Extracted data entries
——————————
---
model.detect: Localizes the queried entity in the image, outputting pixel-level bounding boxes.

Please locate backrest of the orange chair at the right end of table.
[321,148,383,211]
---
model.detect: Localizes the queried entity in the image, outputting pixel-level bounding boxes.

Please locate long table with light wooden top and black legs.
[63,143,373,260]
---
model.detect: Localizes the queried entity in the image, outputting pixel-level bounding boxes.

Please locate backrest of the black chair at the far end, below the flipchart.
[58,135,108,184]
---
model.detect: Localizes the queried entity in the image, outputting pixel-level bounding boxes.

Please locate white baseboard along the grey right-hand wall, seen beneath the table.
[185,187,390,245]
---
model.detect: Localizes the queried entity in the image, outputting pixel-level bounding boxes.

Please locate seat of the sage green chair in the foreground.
——————————
**What you should do**.
The records above need to be retyped exactly.

**Exercise solution**.
---
model.detect: Localizes the queried entity in the image, outputting pixel-level bounding boxes.

Please locate backrest of the orange chair at the right end of table.
[321,148,383,211]
---
model.detect: Localizes the queried entity in the image, outputting pixel-level bounding boxes.

Please locate long table with light wooden top and black legs.
[63,143,373,260]
---
model.detect: Localizes the queried entity in the image, outputting pixel-level bounding boxes.

Please locate backrest of the black chair at the far end, below the flipchart.
[58,135,108,184]
---
model.detect: Localizes the queried entity in the image, outputting pixel-level bounding boxes.

Please locate white baseboard along the grey right-hand wall, seen beneath the table.
[185,187,390,245]
---
model.detect: Localizes the queried entity in the image, outputting pixel-level bounding boxes.

Please locate seat of the sage green chair in the foreground.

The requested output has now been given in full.